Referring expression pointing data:
[Start of section]

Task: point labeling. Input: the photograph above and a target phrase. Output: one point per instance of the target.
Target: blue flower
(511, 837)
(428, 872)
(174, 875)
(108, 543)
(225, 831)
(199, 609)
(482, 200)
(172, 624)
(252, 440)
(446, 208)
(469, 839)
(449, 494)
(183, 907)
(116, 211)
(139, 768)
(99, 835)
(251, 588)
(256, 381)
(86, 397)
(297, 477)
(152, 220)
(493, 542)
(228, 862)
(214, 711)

[End of section]

_TASK OBJECTIVE_. Output the complete data verbatim.

_SOLUTION TO THE EXERCISE_.
Task: point labeling. Input: the photograph above and a target phrase. Output: one point per instance of the target.
Target: blue flower
(511, 837)
(428, 872)
(174, 875)
(108, 543)
(225, 831)
(199, 609)
(482, 200)
(172, 624)
(252, 440)
(446, 208)
(469, 839)
(449, 494)
(183, 907)
(116, 211)
(139, 768)
(99, 835)
(251, 588)
(256, 381)
(86, 397)
(297, 477)
(152, 220)
(493, 542)
(228, 862)
(214, 711)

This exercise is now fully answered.